Information given —
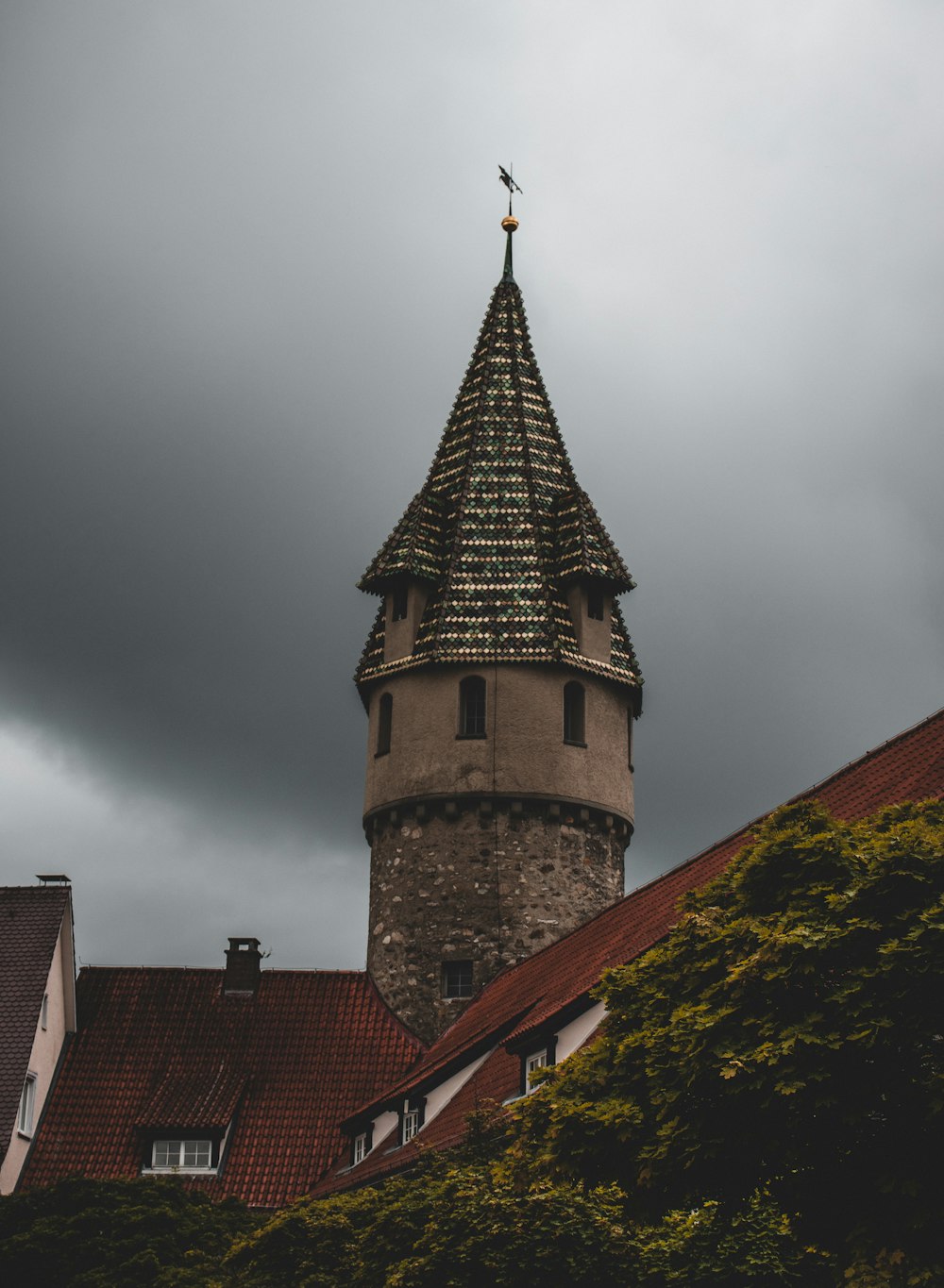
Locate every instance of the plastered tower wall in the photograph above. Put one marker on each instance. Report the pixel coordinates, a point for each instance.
(501, 688)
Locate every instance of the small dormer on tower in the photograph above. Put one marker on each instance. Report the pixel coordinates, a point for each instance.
(501, 688)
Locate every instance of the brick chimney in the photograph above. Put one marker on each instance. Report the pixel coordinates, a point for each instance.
(243, 971)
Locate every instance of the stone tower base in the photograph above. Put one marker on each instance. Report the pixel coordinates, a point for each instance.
(486, 881)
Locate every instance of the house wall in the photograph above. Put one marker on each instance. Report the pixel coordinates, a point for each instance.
(46, 1046)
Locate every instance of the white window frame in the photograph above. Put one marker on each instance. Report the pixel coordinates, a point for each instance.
(184, 1146)
(411, 1125)
(27, 1105)
(532, 1062)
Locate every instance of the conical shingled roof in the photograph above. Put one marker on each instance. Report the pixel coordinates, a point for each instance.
(501, 526)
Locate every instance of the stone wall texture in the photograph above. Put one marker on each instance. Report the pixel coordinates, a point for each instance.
(488, 881)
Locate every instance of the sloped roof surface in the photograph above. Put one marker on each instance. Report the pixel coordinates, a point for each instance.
(162, 1048)
(500, 526)
(534, 992)
(30, 923)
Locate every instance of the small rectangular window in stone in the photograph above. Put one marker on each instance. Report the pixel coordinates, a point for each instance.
(472, 708)
(384, 723)
(457, 979)
(573, 713)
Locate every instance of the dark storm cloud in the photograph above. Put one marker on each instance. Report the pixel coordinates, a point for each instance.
(246, 250)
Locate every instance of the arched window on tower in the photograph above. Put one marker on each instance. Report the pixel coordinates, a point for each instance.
(384, 723)
(472, 708)
(575, 708)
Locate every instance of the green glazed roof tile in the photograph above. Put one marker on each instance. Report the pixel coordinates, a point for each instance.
(500, 527)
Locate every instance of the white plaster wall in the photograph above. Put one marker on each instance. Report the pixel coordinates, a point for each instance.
(577, 1032)
(524, 750)
(46, 1045)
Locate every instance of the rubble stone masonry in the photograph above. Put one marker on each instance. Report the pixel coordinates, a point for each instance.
(488, 881)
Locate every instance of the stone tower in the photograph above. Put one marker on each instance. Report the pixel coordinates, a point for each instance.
(501, 689)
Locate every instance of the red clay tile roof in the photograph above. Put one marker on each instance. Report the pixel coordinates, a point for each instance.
(30, 924)
(163, 1048)
(534, 992)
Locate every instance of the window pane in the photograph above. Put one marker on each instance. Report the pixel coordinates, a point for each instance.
(573, 712)
(384, 723)
(472, 708)
(457, 979)
(25, 1107)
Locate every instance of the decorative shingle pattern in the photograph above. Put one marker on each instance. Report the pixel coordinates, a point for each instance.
(531, 997)
(30, 923)
(500, 527)
(163, 1048)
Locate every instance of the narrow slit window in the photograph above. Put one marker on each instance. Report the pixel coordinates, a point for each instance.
(384, 723)
(472, 708)
(575, 706)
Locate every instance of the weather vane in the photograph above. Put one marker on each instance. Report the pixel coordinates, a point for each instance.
(505, 176)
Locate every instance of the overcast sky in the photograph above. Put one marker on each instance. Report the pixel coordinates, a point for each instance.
(244, 253)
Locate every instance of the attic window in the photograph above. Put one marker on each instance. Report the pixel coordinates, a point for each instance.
(472, 708)
(457, 979)
(182, 1156)
(27, 1105)
(411, 1117)
(532, 1065)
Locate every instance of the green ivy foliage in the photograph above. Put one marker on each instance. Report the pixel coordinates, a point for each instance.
(784, 1038)
(116, 1234)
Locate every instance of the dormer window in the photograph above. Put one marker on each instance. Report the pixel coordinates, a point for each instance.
(534, 1061)
(472, 708)
(27, 1105)
(411, 1118)
(532, 1065)
(183, 1156)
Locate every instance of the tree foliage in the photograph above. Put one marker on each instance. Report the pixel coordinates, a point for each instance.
(764, 1107)
(116, 1234)
(785, 1038)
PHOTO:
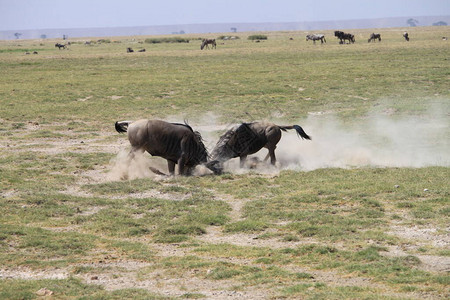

Task brief —
Write the material out again exactly. Do not include the pictures.

Exercise answer —
Locate every instance of the plastered tower wall in the photograph above. Put one marker on each instance. Report the pixel coordinates, a point for each instance.
(501, 688)
Locate every instance of the small dormer on tower in the photograph above. Put one marker on each instance. Report the pixel coordinates, a point for each instance.
(501, 688)
Locate every instance of the brick chimney in the photograph above. Put one marker on each instance. Report the pixel coordinates, a point for each instance.
(243, 971)
Locate every instance of the stone tower base in the photograph above. Put one marker on each instance. Report the pixel coordinates, a point for each instance.
(486, 881)
Locate every instance of the house wall in the photograph above. Put one marker on each instance. Report the pixel coordinates, a point for each instance.
(46, 1046)
Locate every instance of the white window frame in the photograph above. Put one marker on each instance. Report the pixel coordinates, a point for each instance.
(184, 1146)
(411, 1125)
(27, 1105)
(532, 1062)
Locate every instance of the conical shingled roof in the photograph above. Put one marker on each instance. Report the pixel coordinates, a point for each instance.
(501, 526)
Locate every instance of the stone wall texture in the photograph above. Put one marker on each instance. Report the pixel coordinates, a point for each instance.
(488, 881)
Locate every instance of the sloped roof surface in the photograph above. Put one marker on each instance. Report the pixel coordinates, a point for each instance.
(162, 1048)
(500, 526)
(534, 992)
(30, 923)
Locate every instance of the small rectangular window in stone in the photograph above. Put one marker on each instance. Report the pixel coordinates, a point for each instance.
(472, 708)
(384, 723)
(457, 979)
(573, 713)
Locate every instance of the dark storm cloud in the photograph above. Put one marker on each instance. Report the pixel coordinates, a point for each instance.
(246, 250)
Locate every instance of the arched window on tower in the photograph above. Put one marker on each instance. Report the pixel coordinates, a point for each instance.
(384, 723)
(472, 708)
(575, 708)
Locate every instance of the green glazed roof tile in the photograph above. Put one marker on each instance. Report the pixel coordinates, a point for each instance.
(500, 527)
Locate every instance of the white plaster wall in the photograph above. Put one marker on each instance. Report the pixel coordinates, a point for each instance.
(577, 1032)
(524, 750)
(46, 1045)
Locate every instance of the rubble stone masonry in the photograph above. Put one marker on each instance. Report the pixel coordinates, a point for each instance.
(488, 881)
Locate every instance of the stone tower in the photograph above. Put one marker on each instance. Report the pixel coordinates, a point for each instance.
(501, 689)
Locate every instance of the red clay tile roof in the photograph above. Put one marker on each instance. Report the pixel coordinates, a point for each instance.
(30, 924)
(163, 1048)
(534, 992)
Locate every instance of the window pane in the photograph above. Put one marker on each instance. Report the pixel coordinates, a point for each instance.
(573, 712)
(384, 723)
(472, 708)
(457, 979)
(25, 1107)
Locate every instance of the decorative shingle pattern in the photograph above. Put one marker on each instance. Report the pixel coordinates, a point for each instance.
(531, 997)
(30, 923)
(500, 527)
(163, 1048)
Locate every instance of the narrow slit window in the photograph above. Put one marker on each instance. Report the pixel coordinates, a point for each instance.
(384, 723)
(472, 708)
(575, 706)
Locate every instance of the weather vane in the photograph above. Put one marker on each instance. Report the pixel coordinates, a point for each instance.
(505, 176)
Locate every instance of the overcast sky in the photograph above. Put one marker on each instance. Report the pixel coordinates, a point for each instance.
(244, 253)
Locate every instance of the attic window in the photograph above. Put one marker on each instance. Report the pixel coordinates, a point for each instance.
(472, 708)
(457, 979)
(182, 1156)
(27, 1105)
(411, 1117)
(532, 1065)
Locate every instance of the green ivy foliage in the photograph above. Put one marker on each instance. Report the pixel coordinates, a point for each instance.
(784, 1038)
(116, 1234)
Locate every instance of the dormer window in the photograph above. Put one marker on each instance. Report the pixel coordinates, a point for each instance.
(534, 1061)
(472, 708)
(27, 1105)
(411, 1118)
(532, 1065)
(183, 1156)
Locate every instance of the tree foliage in the photograph above. Put one marker on each instance. Report the pixel coordinates, a point for each instance.
(764, 1107)
(116, 1234)
(785, 1038)
PHOTO:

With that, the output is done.